**WHAT YOU HAVE TO DO**.
Write out each record exactly as it stands. No pictures belong in the copy.

**TASK DATA**.
####################
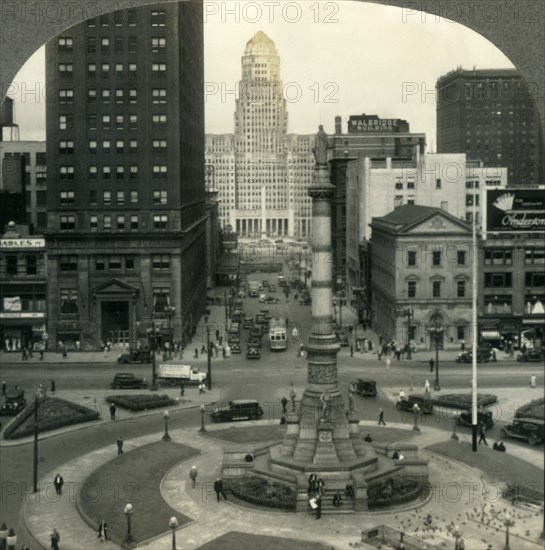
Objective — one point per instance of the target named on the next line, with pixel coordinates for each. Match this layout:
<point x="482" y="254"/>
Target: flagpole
<point x="475" y="335"/>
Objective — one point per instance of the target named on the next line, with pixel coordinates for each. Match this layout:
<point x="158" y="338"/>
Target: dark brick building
<point x="126" y="187"/>
<point x="489" y="114"/>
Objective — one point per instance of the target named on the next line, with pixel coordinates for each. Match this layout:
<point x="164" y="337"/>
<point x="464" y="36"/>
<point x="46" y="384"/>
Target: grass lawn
<point x="499" y="467"/>
<point x="235" y="541"/>
<point x="134" y="477"/>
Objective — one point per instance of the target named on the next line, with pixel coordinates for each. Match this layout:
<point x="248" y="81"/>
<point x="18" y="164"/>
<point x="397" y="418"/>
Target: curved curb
<point x="74" y="428"/>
####################
**TASK SOLUTION**.
Objective — one point per instance of the target named on the next line, with pixel coordinates for each. Match this layout:
<point x="482" y="254"/>
Target: flagpole
<point x="475" y="335"/>
Objective — one point per instance of the target named on the next line, with pixel coordinates for each. Match this layout:
<point x="158" y="338"/>
Target: dark brick building
<point x="126" y="187"/>
<point x="489" y="114"/>
Objective — one point per instance of the target named on the next line, with pixel coordinates for each. Match this layout:
<point x="164" y="337"/>
<point x="464" y="36"/>
<point x="46" y="384"/>
Target: grass lawn
<point x="499" y="467"/>
<point x="235" y="541"/>
<point x="134" y="477"/>
Objective — one point per instance of the target named on the next line, with pixel coordinates for each. Match this layout:
<point x="248" y="81"/>
<point x="18" y="164"/>
<point x="397" y="418"/>
Target: curved curb
<point x="74" y="428"/>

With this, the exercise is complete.